▶ [Exercise task]:
Rewrite all of the entries below with "instance" changed to "occurrence" and nothing else altered. Leave the pictures out of your output.

---------- Recorded data ----------

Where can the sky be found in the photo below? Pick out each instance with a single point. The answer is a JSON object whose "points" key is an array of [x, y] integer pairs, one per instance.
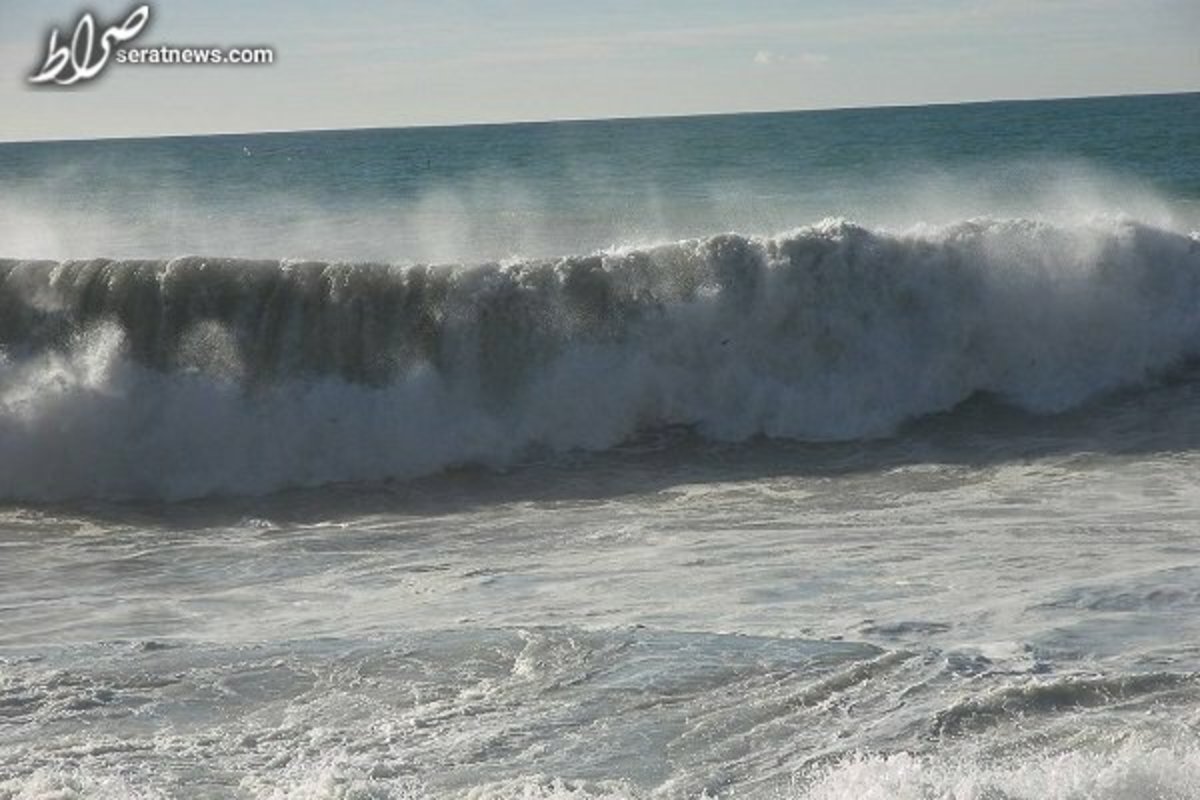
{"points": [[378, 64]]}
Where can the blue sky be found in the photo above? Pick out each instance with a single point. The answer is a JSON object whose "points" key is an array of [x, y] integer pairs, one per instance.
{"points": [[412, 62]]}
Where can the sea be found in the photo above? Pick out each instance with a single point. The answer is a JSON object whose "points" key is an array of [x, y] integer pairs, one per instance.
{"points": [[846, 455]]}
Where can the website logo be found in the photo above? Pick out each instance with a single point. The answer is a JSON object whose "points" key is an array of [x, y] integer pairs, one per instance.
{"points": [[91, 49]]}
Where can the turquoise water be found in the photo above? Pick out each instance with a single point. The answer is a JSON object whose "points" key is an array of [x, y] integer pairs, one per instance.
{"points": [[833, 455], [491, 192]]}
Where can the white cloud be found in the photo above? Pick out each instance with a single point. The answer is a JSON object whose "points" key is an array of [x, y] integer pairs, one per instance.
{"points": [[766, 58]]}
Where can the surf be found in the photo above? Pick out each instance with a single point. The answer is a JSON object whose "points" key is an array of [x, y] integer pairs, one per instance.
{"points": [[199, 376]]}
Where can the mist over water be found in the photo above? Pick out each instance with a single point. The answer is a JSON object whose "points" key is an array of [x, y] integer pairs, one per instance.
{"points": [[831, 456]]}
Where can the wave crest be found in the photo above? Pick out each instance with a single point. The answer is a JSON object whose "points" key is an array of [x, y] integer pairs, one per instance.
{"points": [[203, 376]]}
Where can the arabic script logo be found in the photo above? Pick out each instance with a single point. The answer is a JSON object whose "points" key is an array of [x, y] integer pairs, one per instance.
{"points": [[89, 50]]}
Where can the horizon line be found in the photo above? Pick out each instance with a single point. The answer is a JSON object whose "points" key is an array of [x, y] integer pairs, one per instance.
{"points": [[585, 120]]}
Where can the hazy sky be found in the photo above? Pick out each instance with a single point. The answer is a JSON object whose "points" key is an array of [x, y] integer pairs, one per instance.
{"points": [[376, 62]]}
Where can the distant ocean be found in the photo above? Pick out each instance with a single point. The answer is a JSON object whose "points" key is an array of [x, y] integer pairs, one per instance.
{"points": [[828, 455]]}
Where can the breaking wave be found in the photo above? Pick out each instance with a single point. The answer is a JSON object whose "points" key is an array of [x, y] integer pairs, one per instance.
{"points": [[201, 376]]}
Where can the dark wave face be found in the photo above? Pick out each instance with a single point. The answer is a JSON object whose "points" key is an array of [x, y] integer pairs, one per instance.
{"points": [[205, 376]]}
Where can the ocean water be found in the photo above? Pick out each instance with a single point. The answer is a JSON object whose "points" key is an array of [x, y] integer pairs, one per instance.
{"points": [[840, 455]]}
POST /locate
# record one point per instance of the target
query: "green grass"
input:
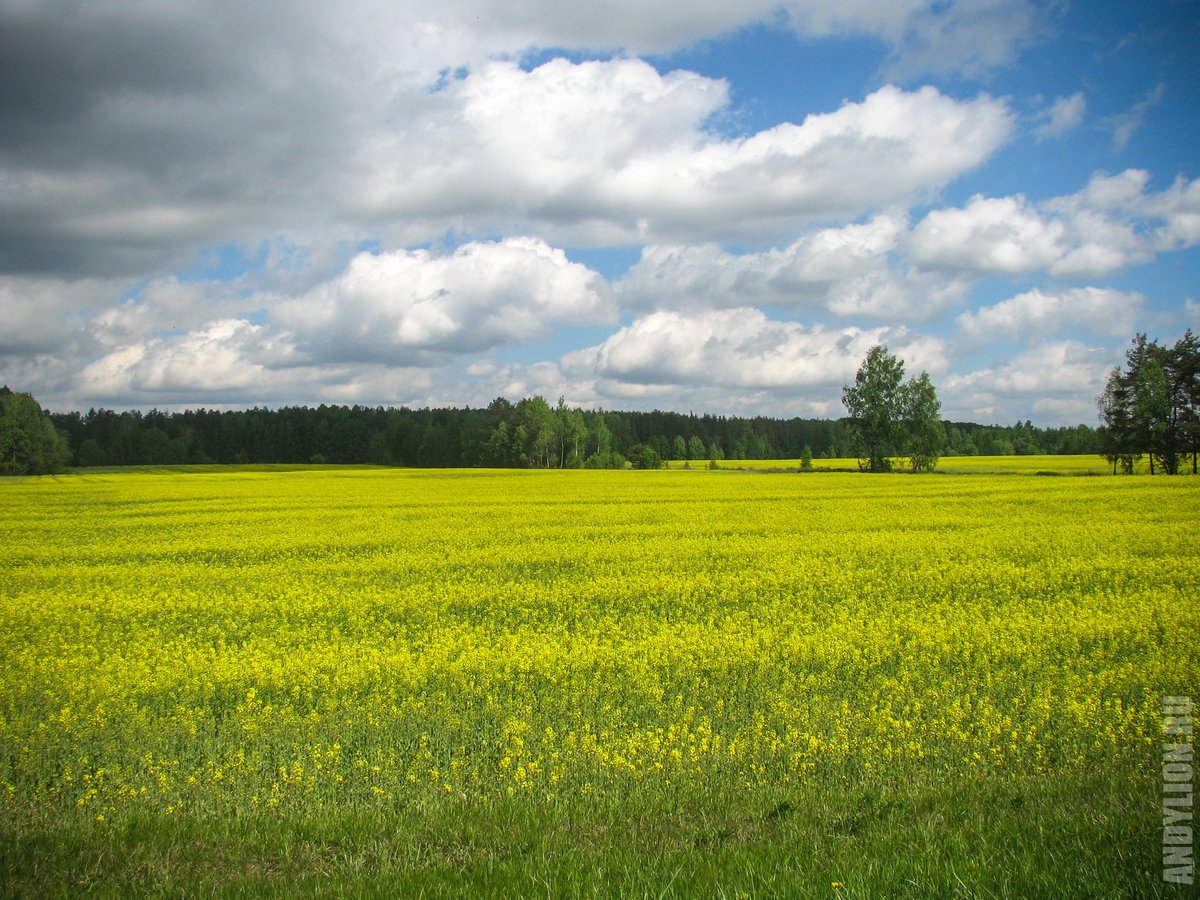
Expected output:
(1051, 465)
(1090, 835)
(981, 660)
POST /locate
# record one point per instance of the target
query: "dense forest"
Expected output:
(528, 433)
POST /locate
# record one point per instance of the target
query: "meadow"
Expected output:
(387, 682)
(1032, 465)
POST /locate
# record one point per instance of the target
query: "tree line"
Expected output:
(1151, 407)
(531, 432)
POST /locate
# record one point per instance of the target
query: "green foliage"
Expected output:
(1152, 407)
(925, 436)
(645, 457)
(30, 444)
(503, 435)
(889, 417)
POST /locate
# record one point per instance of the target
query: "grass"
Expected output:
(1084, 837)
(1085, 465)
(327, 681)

----------

▶ [Completed exercise]:
Where can the sky be found in the photo below? Pick out each occurrence with a single point. The answer is a JSON object whose "points" key is an array of [x, y] integer pairs, one per occurrence.
{"points": [[378, 64]]}
Where can the blue sky be found in the photo above? Pick out each occurrence with a single point. The answer is a JSON object whose "points" key is an array of [x, y] integer pairs, one per occurrence.
{"points": [[412, 62]]}
Where can the sea be found in the photo above? Pick out each occurrence with a single point. The answer is a JSON object whose "points" key is an array of [x, y] integer pairs, one per occurrence.
{"points": [[846, 455]]}
Where can the website logo be found in the photo above? Pick out each occurrence with a single point. The answer is a JSON object whose "points" key is an array of [x, y] integer pairs, one per occurrence.
{"points": [[91, 49]]}
Where can the turquoise water be found in the photo above? Pick out each occurrence with a single point. The answer is a JSON object whose "points" key is an array of [x, y] integer pairs, one per occurrence.
{"points": [[833, 455], [491, 192]]}
Where can the white cloud be found in the photo above? Pick out each occurrence with a single point. The answer is a JSON object whose "points" key is an array of [x, y] integer pairs, one per occurrence.
{"points": [[766, 58]]}
Where can the surf be found in the photo above? Pick out each occurrence with a single point. The answer is a JSON object whose "points" key is an array of [x, y] integer pairs, one per occurrence.
{"points": [[199, 376]]}
Where can the mist over water be found in the photo above? Pick out each occurrence with a single point. The answer is a JSON object whose "points" key is an array of [x, y] integer pairs, one per occurrence.
{"points": [[831, 456]]}
Where can the wave crest be found in the photo above? Pick out each occurrence with a single point. The answer is a JSON object whose "points" key is an array of [x, y] integer pairs, one per occurrence.
{"points": [[203, 376]]}
Where can the arabic script logo be found in the photo above? Pick out each occurrence with a single point. The answer is a JSON object whose "points" key is an array of [x, y] integer pairs, one per occurrence.
{"points": [[89, 50]]}
Where can the horizon line be found in the photo above? Pick out each occurrence with a single point. The answer is a JSON object whose "points" key is an array of [x, y] integer pairs, one per occurrence.
{"points": [[585, 120]]}
Where can the hazy sky be found in the photo above? Pick out each occurrence with a single point. The answer is a JSON object whose "points" key is an array of [x, y] integer pairs, one per occurrence.
{"points": [[376, 62]]}
Where can the distant ocean be found in the photo above? Pick out each occurrence with a single point. The answer is a JSON object whose "points" key is an array of [x, y] integer pairs, one per occurrence.
{"points": [[828, 455]]}
Where can the breaking wave be found in the photo above? Pick out each occurrence with a single point. The answer is a JSON object whose "points" key is an array of [x, y] integer pairs, one per occurrence.
{"points": [[201, 376]]}
Where can the dark wave face be found in the photo above? Pick out each occurrence with a single point. The answer is a JSON object whose "points" key is an array of [x, y] integer pairs, one per occurrence.
{"points": [[205, 376]]}
Where can the ocean water be found in the photo above? Pick out each occurrence with a single point. The answer is a JSON object whose "points" key is an array of [x, y] integer pairs, one per occurrence.
{"points": [[840, 455]]}
POST /locate
# record one point per occurrence of the target
query: "green grass"
input:
Expected output:
(1051, 465)
(1090, 835)
(981, 660)
POST /locate
# record one point per occurrence of the target
query: "dense forest"
Expected output:
(528, 433)
POST /locate
# record one point per occurrence of the target
query: "meadow"
Expected output:
(387, 682)
(1032, 465)
POST /locate
# record one point per occurrence of the target
query: "tree line"
Expected output:
(1151, 407)
(531, 432)
POST /locate
# record one point per occurrence of the target
query: "green foliage"
Expected output:
(1152, 407)
(925, 436)
(645, 457)
(30, 444)
(503, 435)
(889, 417)
POST /locate
# record one point per occurrence of the target
query: "grass"
Expected output:
(1084, 837)
(1085, 465)
(327, 681)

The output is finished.